The task: Write out the lines from the line containing "Pest-scouting request: point out the soccer" through the final line of the listing below, exactly, omitting every other line.

Dataset excerpts on object pointing:
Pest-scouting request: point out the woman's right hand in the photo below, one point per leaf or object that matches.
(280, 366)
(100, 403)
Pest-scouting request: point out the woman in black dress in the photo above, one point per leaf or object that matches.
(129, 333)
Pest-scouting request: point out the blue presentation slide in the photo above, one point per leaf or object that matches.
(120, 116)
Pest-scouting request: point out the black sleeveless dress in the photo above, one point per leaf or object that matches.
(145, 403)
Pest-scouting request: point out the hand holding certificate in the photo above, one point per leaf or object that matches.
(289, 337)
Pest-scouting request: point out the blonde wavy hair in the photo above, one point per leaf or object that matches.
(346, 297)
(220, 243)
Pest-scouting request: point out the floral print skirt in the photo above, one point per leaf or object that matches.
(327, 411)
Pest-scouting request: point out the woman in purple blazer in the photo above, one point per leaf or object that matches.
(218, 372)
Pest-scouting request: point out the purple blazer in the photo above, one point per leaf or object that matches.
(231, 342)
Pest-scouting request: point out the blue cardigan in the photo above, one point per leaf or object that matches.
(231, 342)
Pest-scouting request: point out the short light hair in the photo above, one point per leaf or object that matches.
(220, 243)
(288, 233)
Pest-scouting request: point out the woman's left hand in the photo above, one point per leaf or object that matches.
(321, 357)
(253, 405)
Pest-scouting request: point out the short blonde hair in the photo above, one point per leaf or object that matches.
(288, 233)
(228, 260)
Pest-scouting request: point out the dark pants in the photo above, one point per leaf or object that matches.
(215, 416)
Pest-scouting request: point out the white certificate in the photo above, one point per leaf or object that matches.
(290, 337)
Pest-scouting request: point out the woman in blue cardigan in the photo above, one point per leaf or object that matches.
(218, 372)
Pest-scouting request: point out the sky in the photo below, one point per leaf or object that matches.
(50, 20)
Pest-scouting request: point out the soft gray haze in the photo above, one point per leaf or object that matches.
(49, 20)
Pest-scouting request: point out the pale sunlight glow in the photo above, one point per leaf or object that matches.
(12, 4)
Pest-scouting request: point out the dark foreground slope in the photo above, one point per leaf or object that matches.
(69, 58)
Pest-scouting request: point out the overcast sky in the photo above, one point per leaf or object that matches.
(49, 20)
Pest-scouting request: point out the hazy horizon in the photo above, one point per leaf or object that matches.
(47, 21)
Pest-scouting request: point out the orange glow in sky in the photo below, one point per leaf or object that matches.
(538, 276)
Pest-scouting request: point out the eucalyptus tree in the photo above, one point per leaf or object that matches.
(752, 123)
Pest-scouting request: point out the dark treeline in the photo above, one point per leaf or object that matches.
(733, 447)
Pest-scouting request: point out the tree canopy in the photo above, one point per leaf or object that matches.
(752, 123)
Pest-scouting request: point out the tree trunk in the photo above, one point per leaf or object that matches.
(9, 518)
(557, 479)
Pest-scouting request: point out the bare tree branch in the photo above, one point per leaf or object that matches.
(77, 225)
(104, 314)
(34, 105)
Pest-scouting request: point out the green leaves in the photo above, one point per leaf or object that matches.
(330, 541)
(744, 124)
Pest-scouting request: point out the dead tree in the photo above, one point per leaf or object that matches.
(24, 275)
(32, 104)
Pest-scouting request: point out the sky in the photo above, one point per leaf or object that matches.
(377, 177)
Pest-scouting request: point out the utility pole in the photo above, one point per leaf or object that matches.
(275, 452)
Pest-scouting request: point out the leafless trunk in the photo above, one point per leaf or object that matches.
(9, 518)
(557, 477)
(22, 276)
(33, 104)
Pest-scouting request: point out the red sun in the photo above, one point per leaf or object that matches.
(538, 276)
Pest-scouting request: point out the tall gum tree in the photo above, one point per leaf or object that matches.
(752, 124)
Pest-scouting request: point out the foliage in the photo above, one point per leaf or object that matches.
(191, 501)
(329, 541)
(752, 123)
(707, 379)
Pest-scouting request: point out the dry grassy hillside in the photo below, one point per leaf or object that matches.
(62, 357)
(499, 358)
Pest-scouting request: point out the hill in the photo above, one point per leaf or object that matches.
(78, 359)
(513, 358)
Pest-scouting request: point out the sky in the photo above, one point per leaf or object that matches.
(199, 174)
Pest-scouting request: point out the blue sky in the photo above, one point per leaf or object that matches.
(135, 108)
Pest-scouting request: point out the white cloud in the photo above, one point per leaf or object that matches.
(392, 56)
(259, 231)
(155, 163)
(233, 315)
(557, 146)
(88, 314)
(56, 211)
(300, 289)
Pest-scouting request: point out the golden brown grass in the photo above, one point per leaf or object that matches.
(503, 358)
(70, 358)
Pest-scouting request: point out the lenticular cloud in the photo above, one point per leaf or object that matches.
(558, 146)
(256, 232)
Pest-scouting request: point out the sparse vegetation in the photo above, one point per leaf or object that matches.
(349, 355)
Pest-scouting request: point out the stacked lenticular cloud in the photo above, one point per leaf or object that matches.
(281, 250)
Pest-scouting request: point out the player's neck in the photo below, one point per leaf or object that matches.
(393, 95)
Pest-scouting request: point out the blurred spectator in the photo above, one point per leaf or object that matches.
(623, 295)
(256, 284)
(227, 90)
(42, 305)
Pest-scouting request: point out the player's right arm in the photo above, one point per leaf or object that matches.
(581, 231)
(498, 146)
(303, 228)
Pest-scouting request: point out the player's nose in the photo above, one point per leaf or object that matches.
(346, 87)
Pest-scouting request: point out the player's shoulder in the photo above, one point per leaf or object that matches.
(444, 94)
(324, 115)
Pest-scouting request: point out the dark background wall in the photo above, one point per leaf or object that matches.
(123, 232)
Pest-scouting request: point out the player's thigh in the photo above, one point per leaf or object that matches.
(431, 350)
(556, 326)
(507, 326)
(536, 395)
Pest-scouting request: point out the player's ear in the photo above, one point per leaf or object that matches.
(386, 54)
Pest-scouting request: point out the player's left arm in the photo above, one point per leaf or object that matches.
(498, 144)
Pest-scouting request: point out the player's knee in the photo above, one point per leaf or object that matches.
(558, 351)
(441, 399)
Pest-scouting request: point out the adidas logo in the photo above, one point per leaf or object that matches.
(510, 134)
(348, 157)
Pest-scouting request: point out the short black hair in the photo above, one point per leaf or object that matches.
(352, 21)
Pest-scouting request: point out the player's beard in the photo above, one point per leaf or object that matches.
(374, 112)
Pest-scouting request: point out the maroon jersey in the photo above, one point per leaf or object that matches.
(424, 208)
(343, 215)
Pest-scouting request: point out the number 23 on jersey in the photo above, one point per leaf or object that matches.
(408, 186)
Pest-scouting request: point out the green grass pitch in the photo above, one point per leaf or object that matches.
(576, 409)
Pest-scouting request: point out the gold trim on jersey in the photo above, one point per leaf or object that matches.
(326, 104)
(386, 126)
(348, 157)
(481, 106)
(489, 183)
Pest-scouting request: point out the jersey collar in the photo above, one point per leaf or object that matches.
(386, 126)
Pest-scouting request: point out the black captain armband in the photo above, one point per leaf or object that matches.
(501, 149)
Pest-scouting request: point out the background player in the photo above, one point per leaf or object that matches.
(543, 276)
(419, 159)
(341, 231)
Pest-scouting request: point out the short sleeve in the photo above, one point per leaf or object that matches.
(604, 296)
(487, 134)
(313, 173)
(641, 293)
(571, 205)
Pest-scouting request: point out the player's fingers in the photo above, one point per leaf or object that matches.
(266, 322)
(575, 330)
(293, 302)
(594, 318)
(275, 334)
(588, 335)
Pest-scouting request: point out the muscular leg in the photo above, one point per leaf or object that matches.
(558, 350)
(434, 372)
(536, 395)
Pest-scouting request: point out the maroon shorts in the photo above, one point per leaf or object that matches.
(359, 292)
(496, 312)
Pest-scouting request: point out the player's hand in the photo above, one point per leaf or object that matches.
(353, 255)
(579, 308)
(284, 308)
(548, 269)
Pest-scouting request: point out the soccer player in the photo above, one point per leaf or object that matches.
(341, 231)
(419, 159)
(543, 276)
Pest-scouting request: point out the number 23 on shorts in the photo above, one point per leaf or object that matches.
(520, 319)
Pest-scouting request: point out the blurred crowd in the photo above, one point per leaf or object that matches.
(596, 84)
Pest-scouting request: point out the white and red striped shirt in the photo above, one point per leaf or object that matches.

Response:
Pest-scouting request: point out the soccer player in the photo above, one point per leaf or object that matches.
(341, 231)
(419, 159)
(543, 276)
Pest-scouting request: point out the number 23 on shorts in the photo above, one point per leaf or object that matches.
(520, 319)
Pest-scouting request: point out the blurred crowd in the photo above, one point per leaf or object that matches.
(596, 84)
Pest-scouting request: point out the white and red striped shirt in the photo above, one point per leaf or object that matches.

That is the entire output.